### EXERCISE A
Show each line from the rows that contains the word "rough".
Segment Start: EXTRACTED TEXT
The cabinet will then decide on which measures to take while drawing up its 2009 budget, which is due to be finalised next month, Steg said. He said that, for now at least, Berlin was still aiming for a balanced federal budget by 2011.

German lawmakers passed last week a €480-billion ($650-billion) rescue package for the country's banks aimed at providing capital to cash-strapped lenders and guaranteeing loans.

"The financial stability package is itself already an impulse for the real economy, something that will stabilise the economy and growth in Germany," Steg said.

Media reports said on Monday that the measures being considered included tax breaks for low-emissions cars and state guarantees on loans to small and medium sized companies. Steg said that no specific measures were discussed by the cabinet on Monday.

On Thursday, Economy Minister Michael Glos slashed his forecast for 2009 growth to just 0.2 percent from his previous projection of 1.2 percent, the slowest rate of growth since the 2003 recession when output shrank 0.2 percent.

But the ministry's predictions were more optimistic than some: earlier last week leading economic think tanks drew up a worst-case scenario whereby German GDP could actually contract by as much as 0.8 percent in 2009.
Segment End: EXTRACTED TEXT
Segment Start: THE RECORDS
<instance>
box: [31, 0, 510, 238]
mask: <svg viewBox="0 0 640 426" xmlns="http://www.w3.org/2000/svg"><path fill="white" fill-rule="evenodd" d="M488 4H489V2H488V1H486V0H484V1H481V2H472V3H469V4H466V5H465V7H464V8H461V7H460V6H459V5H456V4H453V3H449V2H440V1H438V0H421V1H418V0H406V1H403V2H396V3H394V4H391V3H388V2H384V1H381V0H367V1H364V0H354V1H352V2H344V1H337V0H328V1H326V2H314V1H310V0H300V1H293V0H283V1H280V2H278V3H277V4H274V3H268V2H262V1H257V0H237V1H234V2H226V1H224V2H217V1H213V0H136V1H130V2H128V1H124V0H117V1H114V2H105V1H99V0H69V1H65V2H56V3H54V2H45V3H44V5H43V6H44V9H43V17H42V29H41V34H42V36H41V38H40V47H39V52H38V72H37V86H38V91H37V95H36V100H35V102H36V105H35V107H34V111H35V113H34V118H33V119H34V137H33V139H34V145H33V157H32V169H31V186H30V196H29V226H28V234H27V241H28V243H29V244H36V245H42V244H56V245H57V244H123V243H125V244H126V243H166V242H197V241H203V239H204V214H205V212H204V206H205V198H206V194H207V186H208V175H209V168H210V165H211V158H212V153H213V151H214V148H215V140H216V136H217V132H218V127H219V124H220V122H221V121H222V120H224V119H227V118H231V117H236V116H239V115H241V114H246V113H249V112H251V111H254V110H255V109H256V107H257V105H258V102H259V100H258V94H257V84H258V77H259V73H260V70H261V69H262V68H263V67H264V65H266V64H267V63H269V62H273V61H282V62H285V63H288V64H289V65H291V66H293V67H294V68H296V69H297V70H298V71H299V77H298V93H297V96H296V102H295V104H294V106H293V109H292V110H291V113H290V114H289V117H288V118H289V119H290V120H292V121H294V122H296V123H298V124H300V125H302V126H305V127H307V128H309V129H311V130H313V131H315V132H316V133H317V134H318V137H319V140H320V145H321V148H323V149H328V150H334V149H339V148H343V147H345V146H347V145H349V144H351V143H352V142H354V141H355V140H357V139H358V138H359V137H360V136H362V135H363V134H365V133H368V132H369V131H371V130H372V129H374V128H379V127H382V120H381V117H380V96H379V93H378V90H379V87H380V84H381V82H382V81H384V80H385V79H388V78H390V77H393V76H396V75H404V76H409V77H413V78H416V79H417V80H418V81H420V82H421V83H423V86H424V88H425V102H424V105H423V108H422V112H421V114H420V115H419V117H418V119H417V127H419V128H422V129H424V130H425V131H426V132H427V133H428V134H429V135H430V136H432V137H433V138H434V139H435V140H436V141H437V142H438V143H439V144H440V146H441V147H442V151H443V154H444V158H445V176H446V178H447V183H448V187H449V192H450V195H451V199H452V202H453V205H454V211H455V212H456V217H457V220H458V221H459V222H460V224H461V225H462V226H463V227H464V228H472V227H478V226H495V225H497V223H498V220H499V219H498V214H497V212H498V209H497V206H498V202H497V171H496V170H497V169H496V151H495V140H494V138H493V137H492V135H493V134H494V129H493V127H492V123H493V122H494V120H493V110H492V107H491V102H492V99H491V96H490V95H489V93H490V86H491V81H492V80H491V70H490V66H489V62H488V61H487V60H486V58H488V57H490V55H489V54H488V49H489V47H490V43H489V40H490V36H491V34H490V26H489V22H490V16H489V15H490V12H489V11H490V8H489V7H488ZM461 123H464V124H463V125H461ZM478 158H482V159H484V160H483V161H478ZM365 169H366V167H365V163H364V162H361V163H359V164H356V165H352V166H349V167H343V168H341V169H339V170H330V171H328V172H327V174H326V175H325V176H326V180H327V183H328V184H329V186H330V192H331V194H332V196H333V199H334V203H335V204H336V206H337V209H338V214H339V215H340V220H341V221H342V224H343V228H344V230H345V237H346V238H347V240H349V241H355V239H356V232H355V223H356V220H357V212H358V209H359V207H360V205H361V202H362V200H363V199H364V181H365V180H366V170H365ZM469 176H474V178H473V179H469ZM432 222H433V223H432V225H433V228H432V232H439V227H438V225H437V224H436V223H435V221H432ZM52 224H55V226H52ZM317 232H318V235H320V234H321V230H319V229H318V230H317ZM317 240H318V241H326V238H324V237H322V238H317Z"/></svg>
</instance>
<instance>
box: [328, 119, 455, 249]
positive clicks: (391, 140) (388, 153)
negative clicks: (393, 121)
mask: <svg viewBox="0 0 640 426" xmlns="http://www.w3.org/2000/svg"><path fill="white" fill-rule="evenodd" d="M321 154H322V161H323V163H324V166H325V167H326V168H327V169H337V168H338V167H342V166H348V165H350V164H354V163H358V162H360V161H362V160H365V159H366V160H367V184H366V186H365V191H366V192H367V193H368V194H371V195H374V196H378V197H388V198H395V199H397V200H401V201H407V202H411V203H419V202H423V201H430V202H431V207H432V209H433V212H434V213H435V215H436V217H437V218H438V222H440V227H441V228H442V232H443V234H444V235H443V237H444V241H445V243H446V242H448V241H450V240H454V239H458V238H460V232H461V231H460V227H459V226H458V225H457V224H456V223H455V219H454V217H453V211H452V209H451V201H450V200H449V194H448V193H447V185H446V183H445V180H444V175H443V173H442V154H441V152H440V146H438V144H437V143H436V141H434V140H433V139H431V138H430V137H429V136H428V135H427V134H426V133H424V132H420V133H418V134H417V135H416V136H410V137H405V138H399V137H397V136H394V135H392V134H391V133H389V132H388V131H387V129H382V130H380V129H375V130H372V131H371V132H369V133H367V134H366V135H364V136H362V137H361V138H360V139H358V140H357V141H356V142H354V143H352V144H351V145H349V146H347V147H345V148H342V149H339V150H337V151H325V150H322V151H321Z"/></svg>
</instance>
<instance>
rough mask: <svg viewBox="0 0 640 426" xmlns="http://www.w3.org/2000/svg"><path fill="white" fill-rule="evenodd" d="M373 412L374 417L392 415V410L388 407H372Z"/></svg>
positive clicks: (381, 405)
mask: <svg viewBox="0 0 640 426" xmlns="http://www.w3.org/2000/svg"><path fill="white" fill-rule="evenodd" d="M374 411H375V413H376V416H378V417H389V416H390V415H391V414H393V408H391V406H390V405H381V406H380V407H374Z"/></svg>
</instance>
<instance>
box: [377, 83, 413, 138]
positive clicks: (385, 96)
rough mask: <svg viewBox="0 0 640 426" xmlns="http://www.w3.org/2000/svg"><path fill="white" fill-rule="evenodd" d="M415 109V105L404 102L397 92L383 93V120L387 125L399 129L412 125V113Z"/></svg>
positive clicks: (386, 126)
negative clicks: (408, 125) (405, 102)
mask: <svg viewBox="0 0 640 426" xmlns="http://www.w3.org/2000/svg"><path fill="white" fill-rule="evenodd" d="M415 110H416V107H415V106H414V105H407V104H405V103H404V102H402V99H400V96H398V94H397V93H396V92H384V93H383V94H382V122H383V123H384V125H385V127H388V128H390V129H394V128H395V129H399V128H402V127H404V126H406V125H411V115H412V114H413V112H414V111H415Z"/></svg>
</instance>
Segment End: THE RECORDS
### EXERCISE B
Supply the next part of the report on Germany's 2009 budget and growth outlook, picking up after its last sentence.

### TASK ANSWER A
rough mask: <svg viewBox="0 0 640 426" xmlns="http://www.w3.org/2000/svg"><path fill="white" fill-rule="evenodd" d="M373 412L374 417L392 415V410L388 407H372Z"/></svg>
rough mask: <svg viewBox="0 0 640 426" xmlns="http://www.w3.org/2000/svg"><path fill="white" fill-rule="evenodd" d="M415 109V105L404 102L397 92L383 93V120L387 125L399 129L412 125V113Z"/></svg>

### TASK ANSWER B
Deutsche Bank meanwhile forecasts that output in Germany - which makes up around a third of the eurozone economy - will shrink by 1.5 percent in 2009 and that the eurozone as a whole will contract by 1.4 percent, the Financial Times Deutschland said.

According to the Bundesbank in its latest monthly report, the German probably stagnated in the third quarter. "In view of the sharp slowdown in global economic growth and increased uncertainty resulting from the crisis on the international financial markets, the German economy likely stagnated in the third quarter," the central bank wrote in its October report.

In the second quarter of 2008, German gross domestic product (GDP) shrank by 0.5 percent on a quarterly basis and a number of economists had been forecasting a further drop in the second quarter.

The technical definition of recession is two consecutive quarters of negative growth.